Task prompt ▸
Put the rows below into a numbered list, leaving out any blank lines.

>>

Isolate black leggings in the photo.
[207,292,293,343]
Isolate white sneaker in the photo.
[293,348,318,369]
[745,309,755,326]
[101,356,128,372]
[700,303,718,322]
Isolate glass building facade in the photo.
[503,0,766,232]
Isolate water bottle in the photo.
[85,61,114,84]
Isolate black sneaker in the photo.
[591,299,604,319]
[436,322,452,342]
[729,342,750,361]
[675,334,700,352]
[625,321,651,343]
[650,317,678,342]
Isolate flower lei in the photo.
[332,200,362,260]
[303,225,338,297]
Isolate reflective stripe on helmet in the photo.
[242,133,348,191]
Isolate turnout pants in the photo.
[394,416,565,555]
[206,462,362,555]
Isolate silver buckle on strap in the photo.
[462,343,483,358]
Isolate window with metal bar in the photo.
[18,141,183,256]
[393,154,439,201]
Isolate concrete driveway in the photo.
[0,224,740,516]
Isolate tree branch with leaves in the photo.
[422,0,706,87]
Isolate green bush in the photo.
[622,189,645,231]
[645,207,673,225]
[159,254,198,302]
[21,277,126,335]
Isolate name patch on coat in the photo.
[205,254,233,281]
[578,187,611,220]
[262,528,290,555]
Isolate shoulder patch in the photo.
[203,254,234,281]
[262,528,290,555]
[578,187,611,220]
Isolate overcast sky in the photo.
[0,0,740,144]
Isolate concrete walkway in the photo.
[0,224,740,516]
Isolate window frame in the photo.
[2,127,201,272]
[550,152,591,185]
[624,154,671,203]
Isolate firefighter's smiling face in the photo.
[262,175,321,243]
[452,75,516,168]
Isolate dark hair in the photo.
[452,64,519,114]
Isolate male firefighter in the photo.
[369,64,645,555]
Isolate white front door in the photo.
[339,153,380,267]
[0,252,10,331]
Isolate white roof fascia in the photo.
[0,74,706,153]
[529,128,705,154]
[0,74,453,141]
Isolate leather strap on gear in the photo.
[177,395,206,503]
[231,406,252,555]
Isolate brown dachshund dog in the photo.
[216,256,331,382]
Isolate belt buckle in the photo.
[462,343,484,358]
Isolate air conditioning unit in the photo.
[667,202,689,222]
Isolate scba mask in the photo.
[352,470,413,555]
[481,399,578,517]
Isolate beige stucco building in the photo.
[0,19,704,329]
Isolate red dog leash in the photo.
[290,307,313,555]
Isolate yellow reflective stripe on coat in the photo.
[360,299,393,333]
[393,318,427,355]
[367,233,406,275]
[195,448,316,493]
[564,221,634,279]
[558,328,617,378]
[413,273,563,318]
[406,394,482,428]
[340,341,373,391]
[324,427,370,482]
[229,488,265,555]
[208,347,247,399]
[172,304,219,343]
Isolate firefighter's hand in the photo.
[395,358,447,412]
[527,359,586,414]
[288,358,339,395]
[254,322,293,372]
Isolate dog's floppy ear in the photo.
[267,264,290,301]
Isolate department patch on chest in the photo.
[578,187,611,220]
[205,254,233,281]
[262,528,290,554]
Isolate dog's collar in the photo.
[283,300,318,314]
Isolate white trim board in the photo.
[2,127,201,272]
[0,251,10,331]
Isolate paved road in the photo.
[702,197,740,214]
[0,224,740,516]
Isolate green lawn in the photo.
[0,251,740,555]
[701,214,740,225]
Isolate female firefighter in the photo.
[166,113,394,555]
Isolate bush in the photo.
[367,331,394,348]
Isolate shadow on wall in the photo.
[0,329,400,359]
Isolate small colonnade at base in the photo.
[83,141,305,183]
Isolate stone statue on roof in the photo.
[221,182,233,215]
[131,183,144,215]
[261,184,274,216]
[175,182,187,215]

<<

Task result ▸
1. Isolate black leggings in the photo.
2. [207,292,293,343]
3. Isolate white sneaker in the photo.
4. [293,348,318,369]
5. [745,309,755,326]
6. [101,356,128,372]
7. [700,303,718,322]
8. Isolate glass building facade in the photo.
9. [503,0,766,232]
10. Isolate water bottle in the photo.
11. [85,61,114,84]
12. Isolate black sneaker in the photo.
13. [591,299,604,319]
14. [436,322,452,342]
15. [729,342,750,361]
16. [675,334,700,352]
17. [625,321,651,343]
18. [650,317,678,342]
19. Isolate flower lei in the photo.
20. [332,200,362,260]
21. [303,225,338,297]
22. Isolate reflective stripe on helmet in the photo.
23. [242,133,348,191]
24. Isolate turnout pants in the photo.
25. [394,416,565,555]
26. [206,462,362,555]
27. Isolate silver buckle on strap in the photo.
28. [462,343,483,358]
29. Isolate window with metal bar in the photo.
30. [18,141,183,256]
31. [393,154,439,201]
32. Isolate concrete driveway in the photo.
33. [0,224,740,516]
34. Isolate tree branch with leaves in the photo.
35. [422,0,706,87]
36. Isolate green bush in the photo.
37. [622,189,645,231]
38. [645,207,673,225]
39. [159,254,198,302]
40. [21,277,126,335]
41. Isolate name patch on coat in the photo.
42. [205,254,233,281]
43. [578,187,611,220]
44. [262,528,290,555]
45. Isolate shoulder patch in the photo.
46. [203,254,234,281]
47. [262,528,290,555]
48. [578,187,611,220]
49. Isolate overcast sky in the photo.
50. [0,0,740,144]
51. Isolate concrete walkway in the photo.
52. [0,224,740,516]
53. Isolate window frame in the photo.
54. [2,127,201,272]
55. [550,152,591,185]
56. [624,154,671,203]
57. Isolate firefighter's smiling face in the photo.
58. [262,175,321,243]
59. [452,75,516,168]
60. Isolate dark hair in the photo.
61. [452,64,519,114]
62. Isolate male firefighter in the photo.
63. [369,64,645,555]
64. Isolate white front door in the photo.
65. [339,153,380,267]
66. [0,252,10,331]
67. Isolate white roof fascia in the photo.
68. [0,74,706,153]
69. [529,128,705,154]
70. [0,74,453,141]
71. Isolate leather strap on gear in the photo.
72. [177,395,206,503]
73. [231,406,252,555]
74. Isolate brown dachshund dog in the photo.
75. [216,256,331,382]
76. Isolate belt buckle in the photo.
77. [462,343,484,358]
78. Isolate air conditioning unit in the photo.
79. [667,202,689,222]
80. Isolate scba mask in the photo.
81. [352,470,413,555]
82. [481,399,578,517]
83. Isolate beige stucco building in the photo.
84. [0,19,704,329]
85. Isolate red dog leash in the photo.
86. [290,307,313,555]
87. Isolate yellow reflective stripe on coat in the photo.
88. [360,299,393,333]
89. [393,318,427,355]
90. [367,233,406,275]
91. [195,448,316,493]
92. [564,221,634,279]
93. [558,328,617,378]
94. [413,273,563,318]
95. [406,394,482,428]
96. [340,341,373,391]
97. [324,427,370,482]
98. [229,488,265,555]
99. [208,347,247,399]
100. [172,304,219,343]
101. Isolate firefighter's hand in the photo.
102. [395,358,447,412]
103. [527,359,586,414]
104. [288,358,339,395]
105. [254,322,293,372]
106. Isolate dog's floppy ear in the photo.
107. [267,264,290,301]
108. Isolate department patch on chest in the photo.
109. [578,187,611,220]
110. [205,254,233,281]
111. [262,528,290,554]
112. Isolate dog's collar in the photo.
113. [283,300,318,314]
114. Isolate white trim board in the photo.
115. [2,127,201,272]
116. [0,251,10,331]
117. Isolate paved road in the photo.
118. [702,197,740,214]
119. [0,224,740,516]
120. Isolate green lawn in the photo.
121. [0,251,740,555]
122. [701,214,740,225]
123. Isolate female firefighter in the photo.
124. [166,113,394,555]
125. Isolate bush in the photo.
126. [367,331,394,348]
127. Isolate shadow on wall in the photo.
128. [0,329,400,359]
129. Isolate small colonnade at base in the photo.
130. [83,141,305,183]
131. Isolate stone statue on roof in the photo.
132. [221,182,233,215]
133. [131,183,144,215]
134. [261,184,274,216]
135. [175,182,187,215]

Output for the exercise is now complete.